_To be done_:
(A) Print the part of the chi-squared concentration text that opens with the words containing "3.2 Chi-Squared Concentration" and closes with "chi-squared random variables.".
(B) In the chi-squared concentration text, what technique is used to bound both tails?
(C) Decide whether each statement agrees with the chi-squared concentration text, answering yes or no and quoting the deciding words. (i) The Y_i are independent and identically distributed. (ii) The lower tail is handled using the MGF at positive t. (iii) The upper and lower tail bounds have different exponents.

_Text to read_:
* begin *

Fix a unit vector $x \in \mathbb{R}^d$. Let $g_1, \ldots, g_k \sim \mathcal{N}(0, I_d)$ be independent standard Gaussian vectors. Define

\[ Y_i = \langle g_i, x \rangle, \qquad i = 1, \ldots, k. \]

Since $x$ is a fixed unit vector and $g_i$ is an isotropic Gaussian, $Y_i = g_i^\top x \sim \mathcal{N}(0, \|x\|^2) = \mathcal{N}(0, 1)$. The $Y_i$ are i.i.d.

Setting $Z = \sum_{i=1}^{k} Y_i^2$, we have $Z \sim \chi^2(k)$, a chi-squared distribution with $k$ degrees of freedom. The map $f(x) = \frac{1}{\sqrt{k}}(Y_1, \ldots, Y_k)$ satisfies

\[ \|f(x)\|^2 = \frac{1}{k} \sum_{i=1}^{k} Y_i^2 = \frac{Z}{k}. \]

We need to show $Z/k$ concentrates near $1 = \mathbb{E}[Z/k]$.

3.2 Chi-Squared Concentration via MGF

We bound both tails using the moment generating function (MGF) technique — the same Chernoff method used for sums of Bernoullis, adapted to chi-squared random variables.

Step 1: MGF of a chi-squared. For $Y \sim \mathcal{N}(0,1)$ and $t < 1/2$,

\[ M_{Y^2}(t) = \mathbb{E}[e^{t Y^2}] = \int_{-\infty}^{\infty} e^{ty^2} \frac{e^{-y^2/2}}{\sqrt{2\pi}} \, dy = \frac{1}{\sqrt{1 - 2t}}, \]

obtained by completing the exponent $ty^2 - y^2/2 = -\frac{1-2t}{2}y^2$ and recognizing a Gaussian integral. Since $Y_1, \ldots, Y_k$ are independent,

\[ M_Z(t) = \mathbb{E}[e^{tZ}] = \prod_{i=1}^{k} M_{Y_i^2}(t) = (1 - 2t)^{-k/2}, \qquad t < \tfrac{1}{2}. \]

Step 2: Upper tail. We want $\Pr[Z \geq (1 + \varepsilon)k]$. Markov on the MGF gives, for any $t > 0$:

\[ \Pr[Z \geq (1+\varepsilon)k] = \Pr[e^{tZ} \geq e^{t(1+\varepsilon)k}] \leq \frac{M_Z(t)}{e^{t(1+\varepsilon)k}} = \frac{e^{-t(1+\varepsilon)k}}{(1-2t)^{k/2}}. \]

Taking the logarithm, we minimize over $t \in (0, 1/2)$:

\[ \ln \Pr[\cdots] \leq -t(1+\varepsilon)k - \tfrac{k}{2}\ln(1-2t). \]

Setting the derivative with respect to $t$ to zero yields the optimal $t^* = \varepsilon / (2(1+\varepsilon))$. Substituting and using $\ln(1-u) \leq -u - u^2/2$ for $u \in (0,1)$ gives the bound

\[ \Pr[Z \geq (1+\varepsilon)k] \leq \left((1+\varepsilon)e^{-\varepsilon}\right)^{k/2}. \]

Using $\ln(1+\varepsilon) \leq \varepsilon - \varepsilon^2/2 + \varepsilon^3/3$ one obtains

\[ \Pr[Z \geq (1+\varepsilon)k] \leq e^{-k(\varepsilon^2/2 - \varepsilon^3/3)}. \]

Step 3: Lower tail. The argument is symmetric. We want $\Pr[Z \leq (1-\varepsilon)k]$, which uses the MGF at negative $t$. An analogous optimization yields

\[ \Pr[Z \leq (1-\varepsilon)k] \leq \left((1-\varepsilon)e^{\varepsilon}\right)^{k/2} \leq e^{-k(\varepsilon^2/2 - \varepsilon^3/3)}. \]

Symmetry of the two tails

The upper and lower tail bounds have identical exponents — a consequence of the chi-squared distribution being a sum of i.i.d. squared Gaussians, so both tails are controlled by the same MGF argument.

* end *

_Data entries_:
* begin *

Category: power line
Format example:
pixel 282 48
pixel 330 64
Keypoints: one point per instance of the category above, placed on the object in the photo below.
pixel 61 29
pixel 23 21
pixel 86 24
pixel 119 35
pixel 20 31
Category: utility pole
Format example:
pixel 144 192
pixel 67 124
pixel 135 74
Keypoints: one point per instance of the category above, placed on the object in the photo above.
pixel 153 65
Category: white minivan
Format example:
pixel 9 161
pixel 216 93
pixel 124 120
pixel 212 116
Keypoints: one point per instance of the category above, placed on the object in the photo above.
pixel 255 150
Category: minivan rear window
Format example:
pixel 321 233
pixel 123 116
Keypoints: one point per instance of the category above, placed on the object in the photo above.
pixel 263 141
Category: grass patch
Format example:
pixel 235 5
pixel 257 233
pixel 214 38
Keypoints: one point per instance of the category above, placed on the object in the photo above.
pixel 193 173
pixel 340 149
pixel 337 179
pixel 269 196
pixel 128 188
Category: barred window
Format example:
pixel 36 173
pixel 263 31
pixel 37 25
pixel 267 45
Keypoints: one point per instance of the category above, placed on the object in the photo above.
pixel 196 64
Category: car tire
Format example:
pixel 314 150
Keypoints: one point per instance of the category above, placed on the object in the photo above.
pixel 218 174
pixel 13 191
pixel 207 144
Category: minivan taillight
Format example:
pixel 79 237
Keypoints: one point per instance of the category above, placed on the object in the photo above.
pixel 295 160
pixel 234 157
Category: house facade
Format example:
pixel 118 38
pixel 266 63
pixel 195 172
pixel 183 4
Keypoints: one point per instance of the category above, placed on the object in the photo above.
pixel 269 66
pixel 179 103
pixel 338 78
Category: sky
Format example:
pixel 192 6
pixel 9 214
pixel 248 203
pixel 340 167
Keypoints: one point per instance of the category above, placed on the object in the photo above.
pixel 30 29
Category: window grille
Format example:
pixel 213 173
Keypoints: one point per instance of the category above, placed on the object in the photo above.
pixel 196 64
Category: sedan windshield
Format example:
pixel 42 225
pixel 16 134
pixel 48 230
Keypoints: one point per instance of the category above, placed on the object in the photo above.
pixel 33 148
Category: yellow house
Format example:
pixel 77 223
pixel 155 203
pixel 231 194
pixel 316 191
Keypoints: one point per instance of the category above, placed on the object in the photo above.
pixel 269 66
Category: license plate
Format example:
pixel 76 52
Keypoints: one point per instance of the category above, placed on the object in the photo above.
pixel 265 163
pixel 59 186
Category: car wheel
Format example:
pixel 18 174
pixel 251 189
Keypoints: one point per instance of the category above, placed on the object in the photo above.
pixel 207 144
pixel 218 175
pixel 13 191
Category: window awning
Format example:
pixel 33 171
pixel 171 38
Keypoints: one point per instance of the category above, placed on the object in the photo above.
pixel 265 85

* end *

_Answers in order_:
(A)
3.2 Chi-Squared Concentration via MGF

We bound both tails using the moment generating function (MGF) technique — the same Chernoff method used for sums of Bernoullis, adapted to chi-squared random variables.

(B) The moment generating function (MGF) technique.

(C)
(i) Yes: "The $Y_i$ are i.i.d."
(ii) No: "which uses the MGF at negative $t$"
(iii) No: "The upper and lower tail bounds have identical exponents"